Stored records:
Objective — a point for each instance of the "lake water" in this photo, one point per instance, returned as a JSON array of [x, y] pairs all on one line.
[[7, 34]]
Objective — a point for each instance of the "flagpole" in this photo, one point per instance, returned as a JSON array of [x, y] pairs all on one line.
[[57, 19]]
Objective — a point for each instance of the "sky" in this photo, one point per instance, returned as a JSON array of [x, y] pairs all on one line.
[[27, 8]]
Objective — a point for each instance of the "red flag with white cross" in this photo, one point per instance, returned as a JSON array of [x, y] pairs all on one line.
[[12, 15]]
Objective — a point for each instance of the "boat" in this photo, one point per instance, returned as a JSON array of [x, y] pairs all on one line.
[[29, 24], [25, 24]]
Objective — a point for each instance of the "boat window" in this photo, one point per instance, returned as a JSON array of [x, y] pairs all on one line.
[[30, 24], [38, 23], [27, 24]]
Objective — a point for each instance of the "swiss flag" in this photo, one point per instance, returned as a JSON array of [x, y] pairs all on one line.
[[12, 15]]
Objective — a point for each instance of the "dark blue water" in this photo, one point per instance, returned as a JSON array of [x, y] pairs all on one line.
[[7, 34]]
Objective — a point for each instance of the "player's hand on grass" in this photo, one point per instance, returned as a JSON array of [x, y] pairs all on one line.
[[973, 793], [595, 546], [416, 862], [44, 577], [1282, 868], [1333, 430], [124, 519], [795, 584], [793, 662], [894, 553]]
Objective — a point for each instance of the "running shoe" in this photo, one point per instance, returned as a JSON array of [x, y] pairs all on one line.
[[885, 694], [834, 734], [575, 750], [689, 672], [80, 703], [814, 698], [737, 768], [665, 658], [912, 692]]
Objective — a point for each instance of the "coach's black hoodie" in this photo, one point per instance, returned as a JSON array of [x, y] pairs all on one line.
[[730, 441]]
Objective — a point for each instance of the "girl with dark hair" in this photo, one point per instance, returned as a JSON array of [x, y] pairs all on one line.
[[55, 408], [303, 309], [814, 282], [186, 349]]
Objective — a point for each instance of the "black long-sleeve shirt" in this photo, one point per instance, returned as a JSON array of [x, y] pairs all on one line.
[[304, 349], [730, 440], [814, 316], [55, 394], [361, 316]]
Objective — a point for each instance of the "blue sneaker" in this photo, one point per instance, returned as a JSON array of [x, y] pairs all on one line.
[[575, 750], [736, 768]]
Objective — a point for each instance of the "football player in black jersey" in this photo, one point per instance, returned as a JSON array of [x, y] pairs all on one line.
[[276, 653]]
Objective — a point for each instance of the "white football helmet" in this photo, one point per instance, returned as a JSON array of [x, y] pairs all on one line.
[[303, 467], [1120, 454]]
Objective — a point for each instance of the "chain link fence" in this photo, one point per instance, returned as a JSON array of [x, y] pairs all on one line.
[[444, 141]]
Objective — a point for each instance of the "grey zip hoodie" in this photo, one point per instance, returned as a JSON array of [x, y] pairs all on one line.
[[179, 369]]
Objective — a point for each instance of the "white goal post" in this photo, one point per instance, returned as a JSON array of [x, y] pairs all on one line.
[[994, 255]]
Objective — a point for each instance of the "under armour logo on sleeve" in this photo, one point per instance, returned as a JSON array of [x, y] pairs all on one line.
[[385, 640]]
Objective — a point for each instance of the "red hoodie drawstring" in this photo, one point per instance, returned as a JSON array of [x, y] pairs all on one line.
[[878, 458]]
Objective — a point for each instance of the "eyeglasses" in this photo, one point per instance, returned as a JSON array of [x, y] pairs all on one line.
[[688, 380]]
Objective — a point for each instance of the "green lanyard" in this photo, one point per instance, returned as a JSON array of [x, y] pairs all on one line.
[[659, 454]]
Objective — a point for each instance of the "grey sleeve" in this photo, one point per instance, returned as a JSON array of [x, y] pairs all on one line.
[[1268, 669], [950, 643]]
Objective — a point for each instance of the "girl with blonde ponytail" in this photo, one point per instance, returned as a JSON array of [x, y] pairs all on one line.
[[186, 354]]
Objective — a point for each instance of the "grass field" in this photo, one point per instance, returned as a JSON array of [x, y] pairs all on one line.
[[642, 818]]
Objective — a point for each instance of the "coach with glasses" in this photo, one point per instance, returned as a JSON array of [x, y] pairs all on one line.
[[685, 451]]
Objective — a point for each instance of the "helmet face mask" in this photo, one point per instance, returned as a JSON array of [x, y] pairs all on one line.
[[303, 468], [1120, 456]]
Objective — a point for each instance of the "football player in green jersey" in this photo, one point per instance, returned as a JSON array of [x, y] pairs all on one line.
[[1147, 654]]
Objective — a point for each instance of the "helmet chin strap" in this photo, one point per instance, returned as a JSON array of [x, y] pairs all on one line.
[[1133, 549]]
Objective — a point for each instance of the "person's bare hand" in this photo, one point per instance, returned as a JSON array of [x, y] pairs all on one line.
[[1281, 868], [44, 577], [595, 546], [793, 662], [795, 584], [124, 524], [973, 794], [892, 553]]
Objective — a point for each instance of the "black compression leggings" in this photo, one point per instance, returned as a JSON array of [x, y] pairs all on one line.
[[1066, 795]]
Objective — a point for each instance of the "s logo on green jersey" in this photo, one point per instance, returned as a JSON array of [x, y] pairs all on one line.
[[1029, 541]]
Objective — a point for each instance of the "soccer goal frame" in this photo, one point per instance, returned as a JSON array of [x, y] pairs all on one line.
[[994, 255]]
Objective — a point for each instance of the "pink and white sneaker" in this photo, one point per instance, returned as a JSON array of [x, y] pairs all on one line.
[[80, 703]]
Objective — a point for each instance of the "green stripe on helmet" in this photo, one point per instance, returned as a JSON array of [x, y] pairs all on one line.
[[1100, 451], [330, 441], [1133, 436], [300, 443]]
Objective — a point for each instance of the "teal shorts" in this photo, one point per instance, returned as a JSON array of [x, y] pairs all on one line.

Exercise requirements:
Starting at the first of the stored records and stopping after the line that contains "[[29, 24], [25, 24]]", write those rows out again with their requests. Shift each point coordinate in the answers by adding 80 to it.

The output:
Objective — a point for each instance of the "lake water" in this photo, one point per instance, returned as a JSON array of [x, y] pairs all on one line.
[[87, 114]]
Objective — a point for each instance of the "flagpole" in this photo, one point per instance, returned as a JSON array of [x, y] pairs all on one line.
[[137, 99]]
Objective — a point for each instance of the "sky" in this photo, one point per instance, returned as a JSON array of [x, y] pairs all on one line.
[[107, 88]]
Objective — a point for each instance of the "red flag with white cross" in this photo, one point per instance, returned as a JSON array of [x, y] pairs all on one line.
[[92, 95]]
Objective — a point for each instance of the "boat" in this photo, one point per instance, returned as a JSON array of [x, y] pairs all on one line.
[[109, 104], [105, 104]]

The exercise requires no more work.